----- PROVIDED PASSAGE

10 kitchen hacks to help you cook like a pro – from one of Raymond Blanc’s top chefs

Did you know scooping out an avocado with a spoon is not the way to go? Or that peeling garlic is a task you don’t actually have to do?

Well, I didn’t either – until I spent a day at the cookery school of Raymond Blanc’s Michelin-starred hotel, Belmond Le Manoir Aux Quat’Saisons in Oxfordshire.

There,  Raymond’s friend, development chef and barbecue maestro, Adam Johnson shared some surprising pearls of wisdom – in between preparing perfectly-seasoned lamb ribs and vanilla-scented barbecued pineapple.

Go forth and use these tips in your own kitchen.

1. Cut out the wishbone

Roasting a chicken? Remove the wishbone before putting it in the oven (or on the barbecue, if you’re Adam). It’ll make it far easier to carve up once it’s been cooked.

2. Be brave with mussels

Try doing mussels on the barbecue or griddle pan – just whack the shells in an old colander and sit on the coals, or bundle them into a wire barbecue fish basket and grill.

----------
----- LISTED RECORDS

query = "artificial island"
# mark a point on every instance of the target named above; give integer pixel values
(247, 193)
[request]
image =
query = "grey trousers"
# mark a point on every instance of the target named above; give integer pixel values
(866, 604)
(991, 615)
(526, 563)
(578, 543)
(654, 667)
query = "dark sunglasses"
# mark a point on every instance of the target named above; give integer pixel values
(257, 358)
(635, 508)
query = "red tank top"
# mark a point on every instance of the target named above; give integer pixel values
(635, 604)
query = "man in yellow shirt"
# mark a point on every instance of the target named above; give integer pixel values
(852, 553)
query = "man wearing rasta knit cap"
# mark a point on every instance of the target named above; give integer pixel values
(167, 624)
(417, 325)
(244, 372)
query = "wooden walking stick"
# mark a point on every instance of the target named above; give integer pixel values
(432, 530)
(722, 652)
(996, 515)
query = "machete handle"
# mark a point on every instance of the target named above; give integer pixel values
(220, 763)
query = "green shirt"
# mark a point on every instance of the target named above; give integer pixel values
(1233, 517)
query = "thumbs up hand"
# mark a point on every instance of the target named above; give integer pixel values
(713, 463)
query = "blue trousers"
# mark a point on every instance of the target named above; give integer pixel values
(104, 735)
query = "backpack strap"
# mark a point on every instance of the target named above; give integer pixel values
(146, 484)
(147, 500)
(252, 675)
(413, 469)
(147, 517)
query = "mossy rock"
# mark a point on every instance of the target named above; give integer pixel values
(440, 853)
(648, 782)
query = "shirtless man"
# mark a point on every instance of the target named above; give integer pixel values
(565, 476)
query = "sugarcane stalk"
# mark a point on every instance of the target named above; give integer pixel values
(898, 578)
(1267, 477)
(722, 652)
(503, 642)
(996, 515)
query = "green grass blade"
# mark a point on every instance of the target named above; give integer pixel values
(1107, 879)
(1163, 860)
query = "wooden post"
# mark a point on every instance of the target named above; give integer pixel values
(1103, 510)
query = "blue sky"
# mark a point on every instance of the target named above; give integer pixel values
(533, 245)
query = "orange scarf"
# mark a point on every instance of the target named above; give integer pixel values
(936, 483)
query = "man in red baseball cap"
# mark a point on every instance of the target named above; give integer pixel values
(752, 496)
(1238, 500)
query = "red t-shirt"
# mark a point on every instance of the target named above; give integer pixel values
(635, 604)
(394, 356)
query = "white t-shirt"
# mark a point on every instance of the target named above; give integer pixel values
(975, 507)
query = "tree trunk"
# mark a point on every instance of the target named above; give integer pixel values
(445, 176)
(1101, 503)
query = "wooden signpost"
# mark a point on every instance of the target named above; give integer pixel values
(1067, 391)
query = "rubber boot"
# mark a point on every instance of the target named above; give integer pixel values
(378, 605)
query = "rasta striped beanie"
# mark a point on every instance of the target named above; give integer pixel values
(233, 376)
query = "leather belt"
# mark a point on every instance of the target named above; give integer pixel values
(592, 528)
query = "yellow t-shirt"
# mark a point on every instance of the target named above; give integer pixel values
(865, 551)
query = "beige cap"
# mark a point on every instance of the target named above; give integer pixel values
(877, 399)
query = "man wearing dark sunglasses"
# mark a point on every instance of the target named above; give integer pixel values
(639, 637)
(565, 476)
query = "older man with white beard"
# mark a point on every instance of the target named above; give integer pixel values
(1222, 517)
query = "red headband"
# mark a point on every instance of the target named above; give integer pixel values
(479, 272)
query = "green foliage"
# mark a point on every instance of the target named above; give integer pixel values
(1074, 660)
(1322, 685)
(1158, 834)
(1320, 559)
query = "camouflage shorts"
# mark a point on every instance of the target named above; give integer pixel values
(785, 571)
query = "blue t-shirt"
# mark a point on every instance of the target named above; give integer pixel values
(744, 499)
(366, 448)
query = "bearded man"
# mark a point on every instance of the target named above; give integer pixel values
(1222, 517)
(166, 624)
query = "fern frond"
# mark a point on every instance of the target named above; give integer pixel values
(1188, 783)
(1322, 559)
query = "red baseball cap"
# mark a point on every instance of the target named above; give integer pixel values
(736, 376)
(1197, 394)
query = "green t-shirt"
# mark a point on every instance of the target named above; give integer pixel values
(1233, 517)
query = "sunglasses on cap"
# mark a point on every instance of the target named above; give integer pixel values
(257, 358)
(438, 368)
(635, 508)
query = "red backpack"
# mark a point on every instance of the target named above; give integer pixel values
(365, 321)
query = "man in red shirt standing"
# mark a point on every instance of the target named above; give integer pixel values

----------

- _PROBLEM 1_: In the kitchen hacks article, what is the benefit of removing the wishbone before roasting a chicken?
- _PROBLEM 2_: Retype the kitchen hacks article, everything from "There,  Raymond’s friend, development" down to "vanilla-scented barbecued pineapple.".

- _EXPECTED ANSWER 1_: It makes the chicken far easier to carve once it has been cooked.

- _EXPECTED ANSWER 2_:
There,  Raymond’s friend, development chef and barbecue maestro, Adam Johnson shared some surprising pearls of wisdom – in between preparing perfectly-seasoned lamb ribs and vanilla-scented barbecued pineapple.